* **Task requirements**
Could you output every record below exactly, leaving out the pictures?
***
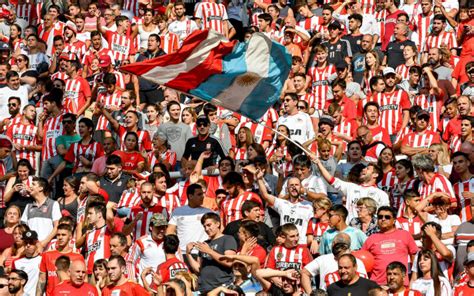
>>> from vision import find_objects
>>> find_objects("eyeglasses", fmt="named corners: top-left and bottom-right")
top-left (0, 284), bottom-right (6, 288)
top-left (297, 105), bottom-right (306, 110)
top-left (16, 59), bottom-right (25, 63)
top-left (417, 117), bottom-right (429, 122)
top-left (377, 214), bottom-right (393, 220)
top-left (283, 98), bottom-right (293, 102)
top-left (7, 103), bottom-right (17, 107)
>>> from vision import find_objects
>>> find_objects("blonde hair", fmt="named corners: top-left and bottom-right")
top-left (313, 197), bottom-right (332, 210)
top-left (356, 197), bottom-right (377, 215)
top-left (430, 143), bottom-right (450, 165)
top-left (317, 138), bottom-right (332, 152)
top-left (3, 205), bottom-right (21, 226)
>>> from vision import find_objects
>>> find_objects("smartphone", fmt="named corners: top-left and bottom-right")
top-left (206, 143), bottom-right (211, 152)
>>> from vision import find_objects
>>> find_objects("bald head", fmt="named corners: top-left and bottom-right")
top-left (69, 260), bottom-right (86, 286)
top-left (333, 232), bottom-right (351, 246)
top-left (460, 141), bottom-right (474, 163)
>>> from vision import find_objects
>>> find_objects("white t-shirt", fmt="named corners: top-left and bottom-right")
top-left (168, 19), bottom-right (199, 44)
top-left (427, 214), bottom-right (461, 245)
top-left (272, 198), bottom-right (314, 244)
top-left (277, 111), bottom-right (315, 144)
top-left (0, 85), bottom-right (30, 121)
top-left (168, 205), bottom-right (213, 252)
top-left (331, 178), bottom-right (390, 222)
top-left (281, 174), bottom-right (327, 197)
top-left (304, 253), bottom-right (367, 290)
top-left (11, 255), bottom-right (42, 296)
top-left (411, 245), bottom-right (456, 280)
top-left (410, 276), bottom-right (452, 296)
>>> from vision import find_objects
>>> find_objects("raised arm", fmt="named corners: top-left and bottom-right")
top-left (256, 168), bottom-right (276, 205)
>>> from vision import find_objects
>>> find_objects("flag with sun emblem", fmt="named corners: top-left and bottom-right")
top-left (120, 29), bottom-right (291, 121)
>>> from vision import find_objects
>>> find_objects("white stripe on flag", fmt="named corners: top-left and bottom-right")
top-left (211, 33), bottom-right (271, 111)
top-left (141, 30), bottom-right (227, 84)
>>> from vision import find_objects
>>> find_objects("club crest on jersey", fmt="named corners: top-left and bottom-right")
top-left (277, 252), bottom-right (283, 260)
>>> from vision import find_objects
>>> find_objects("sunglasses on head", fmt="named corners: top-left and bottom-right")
top-left (377, 214), bottom-right (393, 220)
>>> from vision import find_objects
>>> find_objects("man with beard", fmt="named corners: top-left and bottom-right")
top-left (103, 255), bottom-right (148, 295)
top-left (0, 62), bottom-right (9, 88)
top-left (0, 71), bottom-right (29, 120)
top-left (52, 260), bottom-right (98, 295)
top-left (356, 125), bottom-right (387, 163)
top-left (452, 152), bottom-right (474, 223)
top-left (62, 21), bottom-right (87, 61)
top-left (327, 254), bottom-right (379, 295)
top-left (277, 93), bottom-right (314, 144)
top-left (425, 47), bottom-right (453, 80)
top-left (168, 2), bottom-right (199, 46)
top-left (423, 14), bottom-right (457, 65)
top-left (7, 269), bottom-right (28, 296)
top-left (0, 97), bottom-right (21, 133)
top-left (386, 262), bottom-right (422, 295)
top-left (82, 32), bottom-right (115, 78)
top-left (385, 23), bottom-right (416, 69)
top-left (12, 231), bottom-right (43, 295)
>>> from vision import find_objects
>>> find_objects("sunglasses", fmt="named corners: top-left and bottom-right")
top-left (297, 106), bottom-right (306, 110)
top-left (7, 103), bottom-right (17, 107)
top-left (197, 122), bottom-right (208, 127)
top-left (283, 98), bottom-right (293, 102)
top-left (16, 59), bottom-right (24, 62)
top-left (377, 214), bottom-right (393, 220)
top-left (0, 284), bottom-right (6, 288)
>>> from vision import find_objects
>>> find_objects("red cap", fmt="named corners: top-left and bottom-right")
top-left (0, 138), bottom-right (12, 149)
top-left (99, 55), bottom-right (112, 67)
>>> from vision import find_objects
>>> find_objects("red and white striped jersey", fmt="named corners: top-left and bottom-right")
***
* **Task solution**
>>> from vision import find_objects
>>> find_objects("eyeglasses", fmt="named corners: top-left and bottom-right")
top-left (0, 284), bottom-right (6, 288)
top-left (297, 105), bottom-right (306, 110)
top-left (16, 59), bottom-right (25, 63)
top-left (417, 117), bottom-right (429, 122)
top-left (377, 214), bottom-right (393, 220)
top-left (283, 98), bottom-right (293, 102)
top-left (7, 103), bottom-right (17, 107)
>>> from vision import find_objects
>>> find_objects("blonde hair", fmt="named corners: top-left and bottom-right")
top-left (313, 197), bottom-right (332, 210)
top-left (356, 197), bottom-right (377, 215)
top-left (430, 143), bottom-right (450, 165)
top-left (317, 138), bottom-right (332, 152)
top-left (3, 205), bottom-right (21, 226)
>>> from vision import find_objects
>>> find_objects("smartphone", fmt="named corners: top-left and bottom-right")
top-left (206, 143), bottom-right (211, 152)
>>> from vision import find_objects
>>> find_objects("bald head", fmt="named corners: top-left and bottom-right")
top-left (69, 260), bottom-right (86, 286)
top-left (333, 232), bottom-right (351, 246)
top-left (460, 141), bottom-right (474, 163)
>>> from vision import find_objects
>>> find_objects("white t-shirt", fmt="named corners: top-left and bottom-right")
top-left (168, 19), bottom-right (199, 44)
top-left (427, 214), bottom-right (461, 245)
top-left (272, 198), bottom-right (314, 244)
top-left (277, 111), bottom-right (315, 144)
top-left (0, 85), bottom-right (30, 121)
top-left (168, 205), bottom-right (213, 252)
top-left (331, 178), bottom-right (390, 222)
top-left (281, 174), bottom-right (327, 197)
top-left (304, 253), bottom-right (367, 290)
top-left (11, 255), bottom-right (42, 296)
top-left (411, 245), bottom-right (456, 280)
top-left (410, 276), bottom-right (452, 296)
>>> from vision import find_objects
>>> find_objects("raised arm", fmt="named corners: top-left and bottom-right")
top-left (256, 168), bottom-right (276, 205)
>>> from vision import find_objects
>>> find_objects("flag with sun emblem", fmt="named corners: top-left and bottom-right")
top-left (120, 29), bottom-right (291, 121)
>>> from vision import find_objects
>>> find_objects("white stripe on flag", fmt="named corners: top-left and bottom-right")
top-left (211, 33), bottom-right (271, 111)
top-left (141, 30), bottom-right (227, 84)
>>> from vision import find_objects
>>> find_objects("club crest on jersey", fmt="named corners: top-left and bottom-right")
top-left (277, 252), bottom-right (283, 260)
>>> from vision import find_objects
>>> find_objects("sunglasses on head", fmt="named corners: top-left and bottom-right")
top-left (377, 214), bottom-right (393, 220)
>>> from vision import find_objects
>>> find_objects("man with beard", fmt="named corners: top-left and bottom-right")
top-left (103, 255), bottom-right (148, 295)
top-left (0, 62), bottom-right (9, 88)
top-left (0, 71), bottom-right (29, 120)
top-left (52, 260), bottom-right (98, 295)
top-left (356, 125), bottom-right (387, 163)
top-left (452, 152), bottom-right (474, 223)
top-left (62, 21), bottom-right (87, 61)
top-left (327, 254), bottom-right (379, 295)
top-left (277, 93), bottom-right (314, 144)
top-left (425, 47), bottom-right (453, 80)
top-left (168, 2), bottom-right (199, 46)
top-left (423, 14), bottom-right (457, 65)
top-left (7, 269), bottom-right (28, 296)
top-left (0, 97), bottom-right (21, 133)
top-left (386, 262), bottom-right (422, 295)
top-left (82, 32), bottom-right (115, 78)
top-left (385, 23), bottom-right (416, 69)
top-left (12, 231), bottom-right (43, 295)
>>> from vision import find_objects
>>> find_objects("sunglasses", fmt="named corners: top-left and bottom-right")
top-left (297, 106), bottom-right (306, 110)
top-left (7, 103), bottom-right (17, 107)
top-left (197, 122), bottom-right (208, 127)
top-left (283, 98), bottom-right (293, 102)
top-left (16, 59), bottom-right (24, 62)
top-left (377, 214), bottom-right (393, 220)
top-left (0, 284), bottom-right (6, 288)
>>> from vision import find_objects
>>> find_objects("red cap", fmt="named corners: top-left and bottom-right")
top-left (0, 138), bottom-right (12, 149)
top-left (99, 55), bottom-right (112, 67)
>>> from vision import find_objects
>>> find_objects("red and white striped jersey", fmt="named corners: top-left and bottom-right")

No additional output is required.